*What is required:* Output the records below line for line, without altering anything, and leave out the pictures.
### Records supplied
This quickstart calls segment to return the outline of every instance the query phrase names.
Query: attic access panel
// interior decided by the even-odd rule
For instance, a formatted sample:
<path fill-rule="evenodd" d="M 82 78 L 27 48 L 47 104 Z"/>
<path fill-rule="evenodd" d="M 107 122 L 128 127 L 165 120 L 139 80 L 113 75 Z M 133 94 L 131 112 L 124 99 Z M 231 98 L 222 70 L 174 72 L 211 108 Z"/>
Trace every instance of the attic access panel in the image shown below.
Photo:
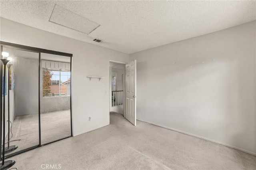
######
*Solution to this exercise:*
This quickstart calls segment to return the outline of every instance the query phrase names.
Query: attic access panel
// interior decided by the even-odd rule
For instance, a formatted sample:
<path fill-rule="evenodd" d="M 82 78 L 27 48 L 47 104 Z"/>
<path fill-rule="evenodd" d="M 107 122 L 128 127 L 165 120 L 139 80 L 113 75 Z M 133 94 L 131 112 L 124 99 Z M 231 98 L 222 70 L 174 72 L 211 108 Z"/>
Trace every instance of the attic access panel in the image shown below.
Photo:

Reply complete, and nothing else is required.